* DO THIS: Write out all of the lines below, exactly and completely.

* MATERIAL:

⟨

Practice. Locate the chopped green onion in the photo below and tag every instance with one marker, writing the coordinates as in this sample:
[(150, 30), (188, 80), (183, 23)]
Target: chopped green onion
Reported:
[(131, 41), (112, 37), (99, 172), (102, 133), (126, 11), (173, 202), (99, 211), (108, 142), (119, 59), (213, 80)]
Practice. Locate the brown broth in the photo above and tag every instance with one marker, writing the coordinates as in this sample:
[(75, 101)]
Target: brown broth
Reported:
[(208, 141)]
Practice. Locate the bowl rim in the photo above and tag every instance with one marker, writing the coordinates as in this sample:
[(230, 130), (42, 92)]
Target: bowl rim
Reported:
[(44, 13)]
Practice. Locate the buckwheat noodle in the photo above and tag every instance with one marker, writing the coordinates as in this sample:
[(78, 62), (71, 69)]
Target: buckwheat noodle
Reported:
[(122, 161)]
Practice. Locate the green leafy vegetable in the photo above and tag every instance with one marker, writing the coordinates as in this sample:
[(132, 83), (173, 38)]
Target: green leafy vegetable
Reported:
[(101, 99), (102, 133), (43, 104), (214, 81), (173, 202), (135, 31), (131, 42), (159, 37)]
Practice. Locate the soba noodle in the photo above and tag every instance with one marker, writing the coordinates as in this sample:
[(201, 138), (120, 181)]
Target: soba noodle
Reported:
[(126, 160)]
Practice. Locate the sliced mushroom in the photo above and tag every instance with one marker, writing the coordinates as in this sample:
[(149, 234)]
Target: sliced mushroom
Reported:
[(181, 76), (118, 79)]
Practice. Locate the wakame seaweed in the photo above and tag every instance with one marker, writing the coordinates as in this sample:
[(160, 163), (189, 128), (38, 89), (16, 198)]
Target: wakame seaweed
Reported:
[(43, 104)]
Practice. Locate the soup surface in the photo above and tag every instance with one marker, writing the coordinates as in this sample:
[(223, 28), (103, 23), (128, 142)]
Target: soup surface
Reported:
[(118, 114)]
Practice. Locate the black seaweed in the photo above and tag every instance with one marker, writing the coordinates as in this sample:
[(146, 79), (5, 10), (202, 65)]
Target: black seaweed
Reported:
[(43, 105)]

⟩

* SOLUTION TO THE EXERCISE:
Practice. Locate the chopped green onion in the photo below and tag every instance with one marker, writing the coordinates as in this sample:
[(150, 30), (188, 80), (183, 23)]
Target: chopped green onion
Reported:
[(131, 41), (112, 37), (99, 172), (102, 133), (126, 11), (173, 202), (99, 211), (108, 142), (119, 59), (213, 80)]
Practice. Locate the brown broth in the photo above and tag every instance with one marker, writing the coordinates as in this sample:
[(75, 101)]
Target: brown broth
Reported:
[(208, 141)]
Practice. Locate the bowl rim in the photo above and tag every instance with one marker, writing the coordinates as in this sample:
[(230, 130), (42, 92)]
Target: bowl rim
Reported:
[(44, 13)]
Practice. Locate the buckwheat noodle in the photo above and tag every instance with one marker, writing the coordinates as in this sample:
[(78, 62), (71, 69)]
Target: buckwheat noodle
Reported:
[(122, 161)]
Practice. Locate the green leafy vegetable in the photo above and tag every instance with one marker, writing the coordinates as in this sample:
[(132, 83), (173, 38)]
Target: green leafy vegetable
Reported:
[(101, 99), (102, 133), (43, 104), (214, 81), (173, 202), (135, 31), (131, 42), (159, 37)]
Practice. Locate the soba noodle in the photo above and tag every instance with one marker, writing the coordinates as in this sample:
[(201, 138), (120, 181)]
Target: soba noodle
Reported:
[(126, 160)]
Practice. Locate the sliced mushroom in the photo above and tag every instance with one marker, writing the coordinates as in this sample:
[(149, 234)]
Target: sliced mushroom
Reported:
[(181, 76), (118, 79)]
Practice. Locate the wakame seaweed in the photo above and tag every instance with one marker, writing the coordinates as in this sample:
[(160, 163), (189, 128), (38, 89), (16, 198)]
Target: wakame seaweed
Reported:
[(43, 104)]
Practice. Locate the soup surface in the photo above and tag every instance with one marker, writing the coordinates as in this sample:
[(223, 28), (103, 23), (128, 142)]
Target: soup surface
Reported:
[(118, 114)]
Practice. Locate the black seaweed in the photo above and tag every instance with one marker, writing the coordinates as in this sample:
[(146, 79), (5, 10), (202, 65)]
Target: black seaweed
Reported:
[(43, 105)]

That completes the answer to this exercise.